**Excerto**
┄┄┄┄┄┄┄┄┄┄┄┄┄┄┄┄┄┄┄┄

Fiquei gelado, quando ouvi a frase: "Vim a pé!".

Era uma noite de inícios de 2009, em Montfermeil, uma cidade na periferia de Paris, onde há hoje fortes tensões étnicas e em que vive uma significativa comunidade portuguesa, felizmente alheia a essa triste realidade. Vínhamos a sair da "mairie" em direção a um pavilhão gimnodesportivo, onde iria ter lugar uma recolha de fundos para um ação social, organizada por um cidadão português, que eu tinha decidido apoiar com a minha presença.

No trajeto entre os dois espaços, ia casualmente acompanhado de um simpático casal português, já idoso. Como muitas vezes acontece neste tipo de circunstâncias, perguntei-lhes de onde eram e há quanto tempo estavam em França. O marido disse-me ser da Beira, creio que de Sabugal, e que tinha chegado a França em 1967. Comentei a coincidência desse ser precisamente o ano da minha primeira deslocação a este país. Lembrava-me bem que saíra de Lisboa, da "rotunda do relógio", à boleia, no final de julho, chegando a Paris no dia 4 de agosto.

"E o meu amigo como veio?, perguntei.

"A pé. Vim a pé", respondeu-me, com grande serenidade, sem qualquer dramatismo.

"A pé? Desde Portugal? Não apanhou nenhuma boleia? Não fez parte do caminho de comboio ou de autocarro?

"Não, vim a pé, todo o caminho, da minha terra até Champigny, com uns amigos. Demorei algumas semanas a chegar", adiantando-me um número de dias que não fixei, mas que era impressionante. Explicou-me então que dormiam nas bermas das estradas e que cantavam, para se animarem. "Rebentavam-nos os pés, mas tinha de ser", explicou, com um sorriso de total naturalidade.

┄┄┄┄┄┄┄┄┄┄┄┄┄┄┄┄┄┄┄┄

**Entradas do conjunto de dados**
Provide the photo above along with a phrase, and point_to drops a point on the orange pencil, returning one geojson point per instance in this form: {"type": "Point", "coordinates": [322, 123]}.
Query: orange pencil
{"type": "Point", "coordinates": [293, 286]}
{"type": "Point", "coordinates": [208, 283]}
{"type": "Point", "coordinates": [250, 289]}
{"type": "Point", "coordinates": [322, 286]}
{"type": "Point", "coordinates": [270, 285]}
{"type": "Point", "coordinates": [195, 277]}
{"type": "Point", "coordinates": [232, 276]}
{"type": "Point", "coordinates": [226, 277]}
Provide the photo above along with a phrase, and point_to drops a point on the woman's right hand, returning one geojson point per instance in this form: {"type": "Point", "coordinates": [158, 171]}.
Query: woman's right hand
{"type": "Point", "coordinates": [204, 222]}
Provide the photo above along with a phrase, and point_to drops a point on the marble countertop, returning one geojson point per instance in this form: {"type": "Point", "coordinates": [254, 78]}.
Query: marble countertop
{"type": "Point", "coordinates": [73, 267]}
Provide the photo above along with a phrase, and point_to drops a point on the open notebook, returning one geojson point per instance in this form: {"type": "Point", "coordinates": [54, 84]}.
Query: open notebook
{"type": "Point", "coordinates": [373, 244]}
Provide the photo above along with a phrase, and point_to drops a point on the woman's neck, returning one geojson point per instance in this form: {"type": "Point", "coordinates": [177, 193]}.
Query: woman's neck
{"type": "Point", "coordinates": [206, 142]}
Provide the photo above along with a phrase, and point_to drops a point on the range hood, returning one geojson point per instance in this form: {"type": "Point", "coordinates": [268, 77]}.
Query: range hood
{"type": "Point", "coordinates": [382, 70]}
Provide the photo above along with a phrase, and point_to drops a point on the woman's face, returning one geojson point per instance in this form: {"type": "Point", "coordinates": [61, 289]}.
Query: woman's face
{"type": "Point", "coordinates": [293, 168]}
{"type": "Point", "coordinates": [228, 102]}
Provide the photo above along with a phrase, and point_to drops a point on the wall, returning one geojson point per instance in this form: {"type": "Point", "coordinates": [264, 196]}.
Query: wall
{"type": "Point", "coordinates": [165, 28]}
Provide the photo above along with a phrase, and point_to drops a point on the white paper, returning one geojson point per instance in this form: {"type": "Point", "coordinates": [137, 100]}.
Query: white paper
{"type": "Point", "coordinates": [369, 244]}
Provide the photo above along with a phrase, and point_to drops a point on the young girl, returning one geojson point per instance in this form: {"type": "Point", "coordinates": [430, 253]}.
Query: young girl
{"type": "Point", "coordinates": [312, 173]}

┄┄┄┄┄┄┄┄┄┄┄┄┄┄┄┄┄┄┄┄

**Exercício**
Cite na íntegra e sem qualquer alteração o excerto sobre o emigrante que veio a pé para França.

**Resolução**
Fiquei gelado, quando ouvi a frase: "Vim a pé!".

Era uma noite de inícios de 2009, em Montfermeil, uma cidade na periferia de Paris, onde há hoje fortes tensões étnicas e em que vive uma significativa comunidade portuguesa, felizmente alheia a essa triste realidade. Vínhamos a sair da "mairie" em direção a um pavilhão gimnodesportivo, onde iria ter lugar uma recolha de fundos para um ação social, organizada por um cidadão português, que eu tinha decidido apoiar com a minha presença.

No trajeto entre os dois espaços, ia casualmente acompanhado de um simpático casal português, já idoso. Como muitas vezes acontece neste tipo de circunstâncias, perguntei-lhes de onde eram e há quanto tempo estavam em França. O marido disse-me ser da Beira, creio que de Sabugal, e que tinha chegado a França em 1967. Comentei a coincidência desse ser precisamente o ano da minha primeira deslocação a este país. Lembrava-me bem que saíra de Lisboa, da "rotunda do relógio", à boleia, no final de julho, chegando a Paris no dia 4 de agosto.

"E o meu amigo como veio?, perguntei.

"A pé. Vim a pé", respondeu-me, com grande serenidade, sem qualquer dramatismo.

"A pé? Desde Portugal? Não apanhou nenhuma boleia? Não fez parte do caminho de comboio ou de autocarro?

"Não, vim a pé, todo o caminho, da minha terra até Champigny, com uns amigos. Demorei algumas semanas a chegar", adiantando-me um número de dias que não fixei, mas que era impressionante. Explicou-me então que dormiam nas bermas das estradas e que cantavam, para se animarem. "Rebentavam-nos os pés, mas tinha de ser", explicou, com um sorriso de total naturalidade.